---------- Supplied records

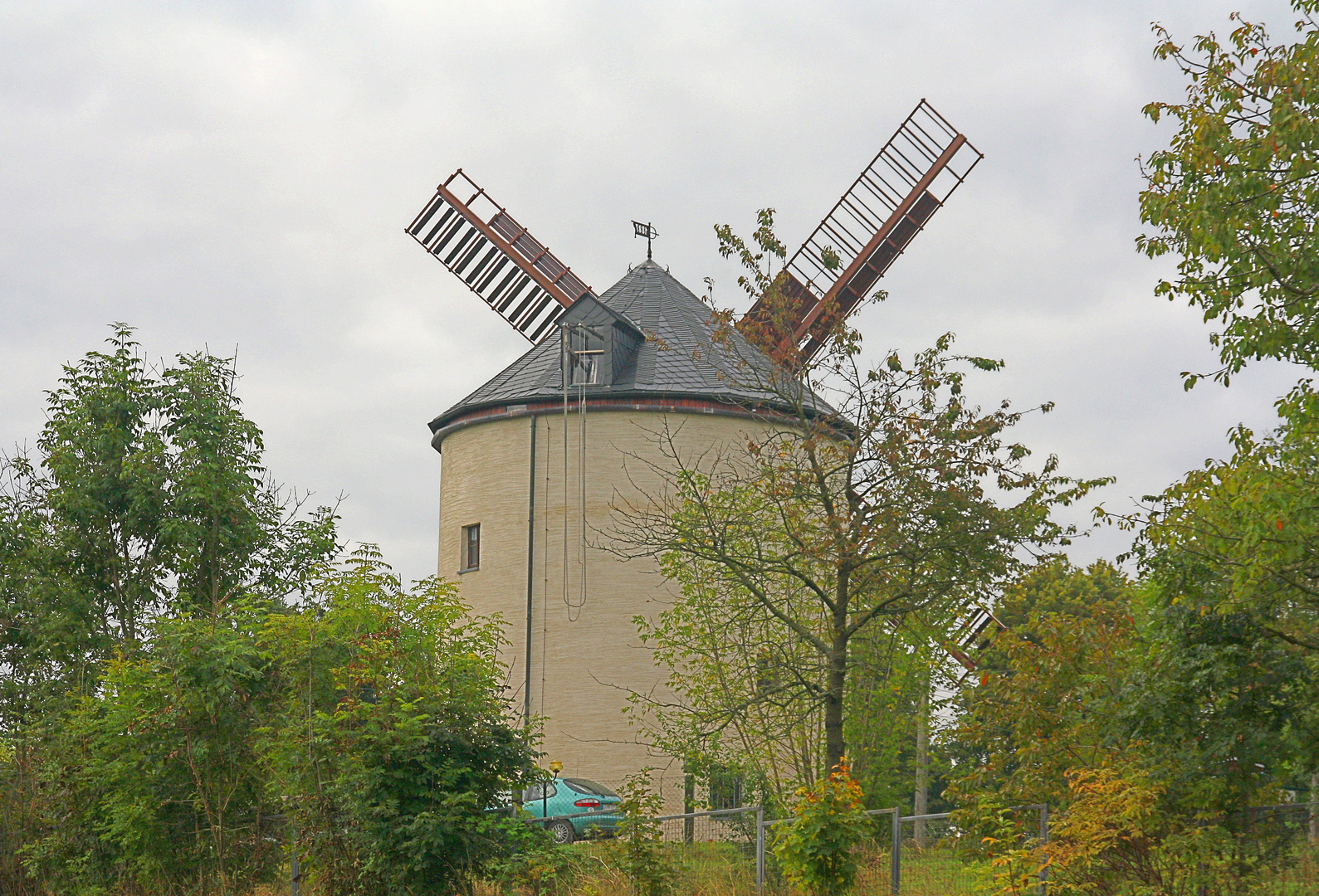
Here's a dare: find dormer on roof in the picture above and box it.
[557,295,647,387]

--------------------
---------- Supplied records

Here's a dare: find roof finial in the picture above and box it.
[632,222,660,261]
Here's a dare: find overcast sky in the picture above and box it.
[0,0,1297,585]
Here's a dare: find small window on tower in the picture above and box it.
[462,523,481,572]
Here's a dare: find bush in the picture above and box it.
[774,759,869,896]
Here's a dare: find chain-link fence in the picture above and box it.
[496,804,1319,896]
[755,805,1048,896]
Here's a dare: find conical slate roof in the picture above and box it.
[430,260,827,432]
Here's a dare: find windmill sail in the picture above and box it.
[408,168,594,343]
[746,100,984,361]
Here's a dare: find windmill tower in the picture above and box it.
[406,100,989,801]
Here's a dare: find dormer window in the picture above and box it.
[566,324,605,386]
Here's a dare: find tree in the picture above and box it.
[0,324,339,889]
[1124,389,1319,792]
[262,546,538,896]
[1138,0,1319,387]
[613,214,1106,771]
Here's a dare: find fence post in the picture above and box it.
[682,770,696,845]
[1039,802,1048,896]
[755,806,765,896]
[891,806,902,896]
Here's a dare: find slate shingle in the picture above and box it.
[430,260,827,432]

--------------------
---------- Supplied records

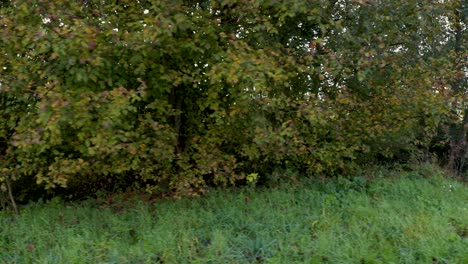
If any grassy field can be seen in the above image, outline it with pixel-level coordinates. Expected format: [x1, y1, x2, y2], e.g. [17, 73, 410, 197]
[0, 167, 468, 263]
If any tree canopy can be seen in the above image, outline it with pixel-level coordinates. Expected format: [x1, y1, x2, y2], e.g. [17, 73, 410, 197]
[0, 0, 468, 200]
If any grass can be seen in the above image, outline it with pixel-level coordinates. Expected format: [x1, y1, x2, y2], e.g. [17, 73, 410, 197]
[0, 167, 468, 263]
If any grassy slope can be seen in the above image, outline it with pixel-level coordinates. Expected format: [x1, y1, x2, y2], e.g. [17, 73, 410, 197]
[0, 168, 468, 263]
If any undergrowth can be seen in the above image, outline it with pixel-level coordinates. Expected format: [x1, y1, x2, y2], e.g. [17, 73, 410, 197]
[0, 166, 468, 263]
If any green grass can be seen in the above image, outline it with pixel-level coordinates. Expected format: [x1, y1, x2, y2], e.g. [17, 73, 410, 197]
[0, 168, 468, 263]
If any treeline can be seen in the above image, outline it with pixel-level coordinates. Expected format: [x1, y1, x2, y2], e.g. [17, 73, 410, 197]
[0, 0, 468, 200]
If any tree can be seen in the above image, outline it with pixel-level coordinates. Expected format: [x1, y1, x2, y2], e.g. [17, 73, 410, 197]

--------------------

Aim = Copy the stretch of the listing from the line containing "If any grassy slope" through the line containing "[0, 166, 468, 263]", keeping every line. Offset each bounding-box coordinate in the answers by -62.

In response =
If any grassy slope can be seen in the above image, outline it with pixel-level coordinates. Expected format: [x1, y1, x2, y2], e.g. [17, 73, 410, 197]
[-62, 106, 406, 201]
If any undergrowth can be seen in the above image, outline it with pixel-level coordinates. Expected format: [x1, y1, x2, y2], e.g. [17, 73, 410, 197]
[-62, 104, 406, 201]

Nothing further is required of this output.